> **Extract provided**
%%
Quaternary Palynological Records from Perched Lake Sediments, Fraser Island, Queensland, Australia: Rainforest, Forest History and Climatic Control
Maureen E. Longmore
Australian Journal of Botany 45(3) 507 - 526
Abstract
Pollen, carbonised particle and chemical analysis of a 6 m core from the Old
Lake Coomboo Depression, a perched lake basin situated in one of the oldest
dune systems on Fraser Island, demonstrates vegetation and hydrological change
through a series of glacial cycles. The pollen assemblage shifts from
predominantly rainforest with Araucaria sp. (Juss.)
surrounding a deep water lake at c. 600 ka, to a dryer rainforest with
Podocarpus sp. (L’Herit) and an intermediate lake
after c. 350 ka, to a more sclerophyllous forest until before the Last Glacial
Maximum (LGM). During the Last Interglacial (c. 120 ka) and before (c. 22 ka)
%%
> **Data provided**
%%
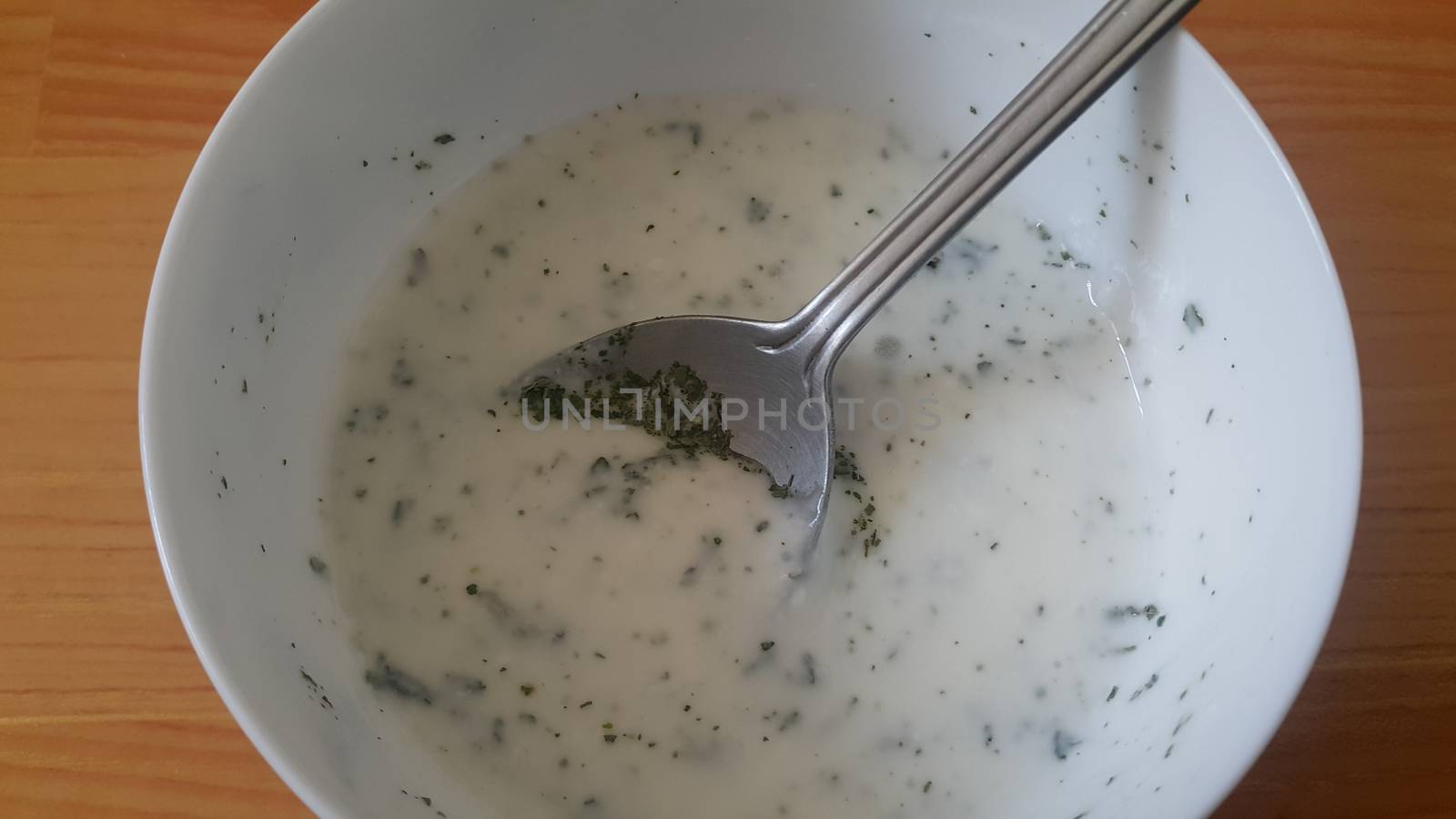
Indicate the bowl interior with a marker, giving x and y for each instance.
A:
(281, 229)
%%
%%
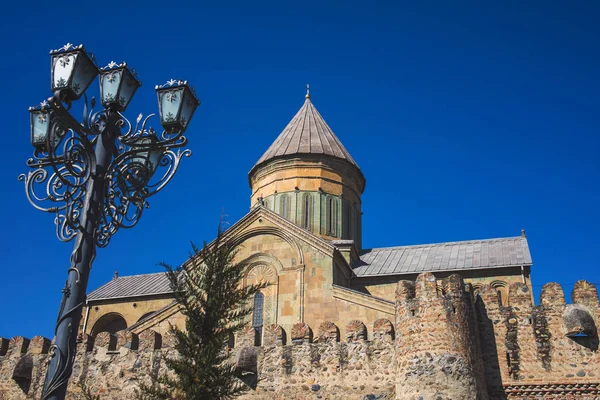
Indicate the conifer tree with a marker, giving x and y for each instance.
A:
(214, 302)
%%
%%
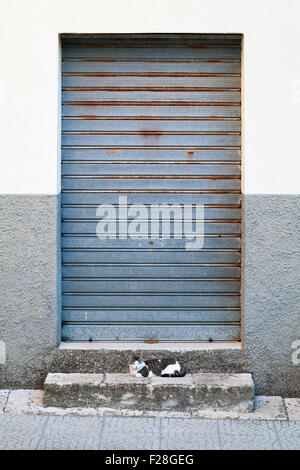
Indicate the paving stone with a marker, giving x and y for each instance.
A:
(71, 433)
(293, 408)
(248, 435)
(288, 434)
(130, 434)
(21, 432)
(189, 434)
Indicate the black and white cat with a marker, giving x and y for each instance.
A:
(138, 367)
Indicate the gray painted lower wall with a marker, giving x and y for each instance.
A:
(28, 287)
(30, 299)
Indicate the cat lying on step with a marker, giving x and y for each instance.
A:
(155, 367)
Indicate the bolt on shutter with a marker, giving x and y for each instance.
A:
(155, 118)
%%
> **Set of tasks**
(1) Answer these questions from the Fraser Island abstract:
(a) How long is the core that was analyzed?
(b) Which tree occurs with the rainforest around the deep water lake at c. 600 ka?
(c) In which journal does the work appear?
(2) Repeat, word for word, the part of the Fraser Island abstract that opens with the words containing "Quaternary Palynological Records" and closes with "Araucaria sp. (Juss.)".
The items are separate material, unrelated to the Fraser Island abstract.

> **Task-by-task outputs**
(1)
(a) 6 m
(b) Araucaria sp. (Juss.)
(c) Australian Journal of Botany

(2)
Quaternary Palynological Records from Perched Lake Sediments, Fraser Island, Queensland, Australia: Rainforest, Forest History and Climatic Control
Maureen E. Longmore
Australian Journal of Botany 45(3) 507 - 526
Abstract
Pollen, carbonised particle and chemical analysis of a 6 m core from the Old
Lake Coomboo Depression, a perched lake basin situated in one of the oldest
dune systems on Fraser Island, demonstrates vegetation and hydrological change
through a series of glacial cycles. The pollen assemblage shifts from
predominantly rainforest with Araucaria sp. (Juss.)